▸ Records:
++++++++++

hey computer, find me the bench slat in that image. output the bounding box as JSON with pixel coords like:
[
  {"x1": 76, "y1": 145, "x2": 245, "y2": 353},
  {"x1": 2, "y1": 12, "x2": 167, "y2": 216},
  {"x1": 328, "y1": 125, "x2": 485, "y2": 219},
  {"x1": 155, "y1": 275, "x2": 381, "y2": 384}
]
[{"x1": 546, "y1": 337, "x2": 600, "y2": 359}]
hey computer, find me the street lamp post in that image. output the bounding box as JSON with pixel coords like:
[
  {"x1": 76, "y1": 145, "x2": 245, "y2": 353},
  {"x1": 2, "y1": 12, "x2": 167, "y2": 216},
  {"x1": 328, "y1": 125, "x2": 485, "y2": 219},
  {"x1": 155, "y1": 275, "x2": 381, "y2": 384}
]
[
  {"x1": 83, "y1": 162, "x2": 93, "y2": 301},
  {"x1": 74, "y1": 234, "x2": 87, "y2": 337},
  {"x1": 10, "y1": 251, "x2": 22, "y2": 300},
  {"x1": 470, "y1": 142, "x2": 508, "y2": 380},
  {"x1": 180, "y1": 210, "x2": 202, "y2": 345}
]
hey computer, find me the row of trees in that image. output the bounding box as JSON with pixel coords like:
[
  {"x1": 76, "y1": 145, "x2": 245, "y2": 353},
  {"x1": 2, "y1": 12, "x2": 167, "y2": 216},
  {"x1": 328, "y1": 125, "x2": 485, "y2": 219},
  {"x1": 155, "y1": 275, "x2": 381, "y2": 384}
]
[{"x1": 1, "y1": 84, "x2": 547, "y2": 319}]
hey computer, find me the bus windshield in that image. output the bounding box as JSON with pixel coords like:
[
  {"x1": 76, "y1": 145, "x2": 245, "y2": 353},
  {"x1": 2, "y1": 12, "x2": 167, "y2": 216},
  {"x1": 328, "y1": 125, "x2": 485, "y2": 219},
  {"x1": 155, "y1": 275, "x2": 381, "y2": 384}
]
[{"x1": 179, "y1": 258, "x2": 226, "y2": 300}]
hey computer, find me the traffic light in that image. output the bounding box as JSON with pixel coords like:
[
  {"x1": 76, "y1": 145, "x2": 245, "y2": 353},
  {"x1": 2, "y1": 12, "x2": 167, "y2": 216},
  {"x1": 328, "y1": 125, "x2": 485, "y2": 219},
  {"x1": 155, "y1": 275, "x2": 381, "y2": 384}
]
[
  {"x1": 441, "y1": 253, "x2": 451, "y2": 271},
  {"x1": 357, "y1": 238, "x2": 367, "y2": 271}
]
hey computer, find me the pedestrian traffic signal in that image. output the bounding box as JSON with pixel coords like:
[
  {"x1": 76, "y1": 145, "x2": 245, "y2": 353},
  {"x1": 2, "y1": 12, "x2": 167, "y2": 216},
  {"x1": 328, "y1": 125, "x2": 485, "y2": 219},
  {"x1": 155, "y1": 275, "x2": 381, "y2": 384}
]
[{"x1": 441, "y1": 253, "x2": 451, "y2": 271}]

++++++++++

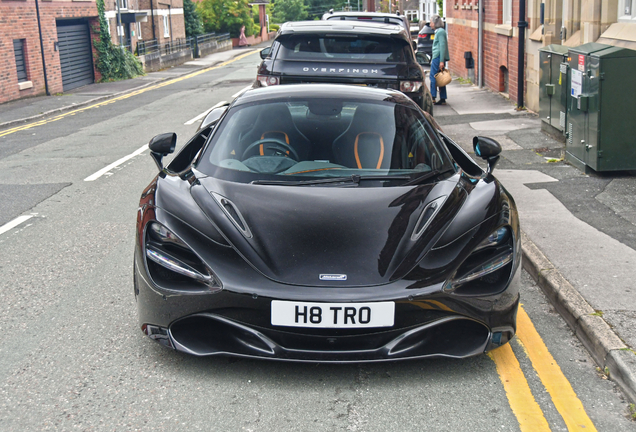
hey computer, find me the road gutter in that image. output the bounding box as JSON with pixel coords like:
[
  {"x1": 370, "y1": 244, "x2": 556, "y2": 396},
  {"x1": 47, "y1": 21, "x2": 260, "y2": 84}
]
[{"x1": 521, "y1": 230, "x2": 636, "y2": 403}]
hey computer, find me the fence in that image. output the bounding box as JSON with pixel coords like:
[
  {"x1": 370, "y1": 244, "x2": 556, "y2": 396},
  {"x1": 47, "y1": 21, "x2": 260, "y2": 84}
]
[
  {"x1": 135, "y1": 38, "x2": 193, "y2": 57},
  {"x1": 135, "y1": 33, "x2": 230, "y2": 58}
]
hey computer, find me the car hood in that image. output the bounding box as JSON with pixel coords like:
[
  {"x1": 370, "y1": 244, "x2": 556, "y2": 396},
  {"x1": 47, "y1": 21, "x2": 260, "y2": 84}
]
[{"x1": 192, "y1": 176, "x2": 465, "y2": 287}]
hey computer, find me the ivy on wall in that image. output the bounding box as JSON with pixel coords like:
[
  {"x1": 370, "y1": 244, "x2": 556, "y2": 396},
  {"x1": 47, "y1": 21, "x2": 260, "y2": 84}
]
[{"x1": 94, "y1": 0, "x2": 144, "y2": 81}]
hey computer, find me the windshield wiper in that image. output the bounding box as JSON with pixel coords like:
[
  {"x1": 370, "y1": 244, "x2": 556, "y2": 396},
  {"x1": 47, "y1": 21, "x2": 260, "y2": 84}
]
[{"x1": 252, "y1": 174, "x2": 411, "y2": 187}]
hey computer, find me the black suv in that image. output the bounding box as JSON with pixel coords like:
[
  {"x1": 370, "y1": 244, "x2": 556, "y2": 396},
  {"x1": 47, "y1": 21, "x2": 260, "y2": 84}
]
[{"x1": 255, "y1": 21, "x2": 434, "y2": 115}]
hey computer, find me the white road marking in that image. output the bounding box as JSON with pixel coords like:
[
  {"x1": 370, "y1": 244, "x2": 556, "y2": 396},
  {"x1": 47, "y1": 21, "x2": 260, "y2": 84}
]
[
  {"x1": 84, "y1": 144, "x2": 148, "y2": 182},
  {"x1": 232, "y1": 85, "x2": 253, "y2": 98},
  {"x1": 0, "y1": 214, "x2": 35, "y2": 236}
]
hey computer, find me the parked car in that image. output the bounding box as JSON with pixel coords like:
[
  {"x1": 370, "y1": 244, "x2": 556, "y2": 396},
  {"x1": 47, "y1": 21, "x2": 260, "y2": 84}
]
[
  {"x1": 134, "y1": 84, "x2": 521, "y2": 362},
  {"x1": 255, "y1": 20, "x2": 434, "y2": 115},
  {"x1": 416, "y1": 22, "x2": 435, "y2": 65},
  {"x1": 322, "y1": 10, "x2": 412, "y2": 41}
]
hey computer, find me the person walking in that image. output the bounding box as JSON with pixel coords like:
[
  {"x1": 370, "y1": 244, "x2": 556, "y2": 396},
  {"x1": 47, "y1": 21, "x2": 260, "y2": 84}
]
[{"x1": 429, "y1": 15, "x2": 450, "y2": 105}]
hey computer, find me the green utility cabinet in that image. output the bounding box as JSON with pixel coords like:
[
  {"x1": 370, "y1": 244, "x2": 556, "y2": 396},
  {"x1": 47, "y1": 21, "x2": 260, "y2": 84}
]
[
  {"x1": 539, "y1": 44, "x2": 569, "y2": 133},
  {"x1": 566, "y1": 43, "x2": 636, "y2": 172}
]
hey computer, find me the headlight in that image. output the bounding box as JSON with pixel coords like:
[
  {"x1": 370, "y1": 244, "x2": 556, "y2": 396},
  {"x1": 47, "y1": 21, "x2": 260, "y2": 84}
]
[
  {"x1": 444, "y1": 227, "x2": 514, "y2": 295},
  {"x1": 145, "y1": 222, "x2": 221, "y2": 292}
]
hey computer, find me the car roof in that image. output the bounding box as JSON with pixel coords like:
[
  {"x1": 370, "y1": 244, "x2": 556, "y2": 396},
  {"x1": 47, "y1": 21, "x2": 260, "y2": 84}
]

++++++++++

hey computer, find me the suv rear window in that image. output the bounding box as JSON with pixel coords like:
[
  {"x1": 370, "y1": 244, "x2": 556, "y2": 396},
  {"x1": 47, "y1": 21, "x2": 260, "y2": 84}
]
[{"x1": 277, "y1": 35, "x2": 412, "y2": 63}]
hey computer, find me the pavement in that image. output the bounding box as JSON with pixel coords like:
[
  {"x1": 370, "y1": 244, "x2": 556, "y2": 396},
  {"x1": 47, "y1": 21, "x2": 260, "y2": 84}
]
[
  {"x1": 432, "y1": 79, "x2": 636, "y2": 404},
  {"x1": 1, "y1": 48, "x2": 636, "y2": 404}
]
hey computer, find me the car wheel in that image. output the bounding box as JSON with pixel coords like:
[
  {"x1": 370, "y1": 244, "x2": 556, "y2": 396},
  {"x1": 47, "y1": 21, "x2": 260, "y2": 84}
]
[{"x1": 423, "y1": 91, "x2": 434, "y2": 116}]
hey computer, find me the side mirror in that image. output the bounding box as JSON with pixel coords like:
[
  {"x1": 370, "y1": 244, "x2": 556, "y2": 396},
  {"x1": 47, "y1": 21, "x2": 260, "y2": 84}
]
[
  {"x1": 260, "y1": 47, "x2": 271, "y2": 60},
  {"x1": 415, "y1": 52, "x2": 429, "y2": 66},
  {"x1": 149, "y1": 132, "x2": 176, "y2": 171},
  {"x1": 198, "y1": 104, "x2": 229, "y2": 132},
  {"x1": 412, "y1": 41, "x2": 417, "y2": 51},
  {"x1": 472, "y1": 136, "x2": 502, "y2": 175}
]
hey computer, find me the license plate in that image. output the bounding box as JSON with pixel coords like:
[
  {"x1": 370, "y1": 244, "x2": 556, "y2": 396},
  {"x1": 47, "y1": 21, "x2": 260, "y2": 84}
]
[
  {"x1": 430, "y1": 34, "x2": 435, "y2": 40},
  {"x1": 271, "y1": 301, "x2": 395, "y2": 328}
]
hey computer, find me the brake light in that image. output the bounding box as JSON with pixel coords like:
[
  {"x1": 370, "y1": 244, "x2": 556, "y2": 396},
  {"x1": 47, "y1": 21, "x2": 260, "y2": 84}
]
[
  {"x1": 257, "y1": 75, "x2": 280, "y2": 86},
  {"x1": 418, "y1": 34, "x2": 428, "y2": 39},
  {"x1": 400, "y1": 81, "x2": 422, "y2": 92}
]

++++++++++

▸ Task to carry out: Check each line of the material for the word "traffic". Copy the ones that have it.

▸ Reply:
hey computer, find me the traffic light in that image. output the bounding box as JSON with pixel coords like:
hey computer, find me the pedestrian traffic signal in that image. output the bounding box as JSON with pixel coords like:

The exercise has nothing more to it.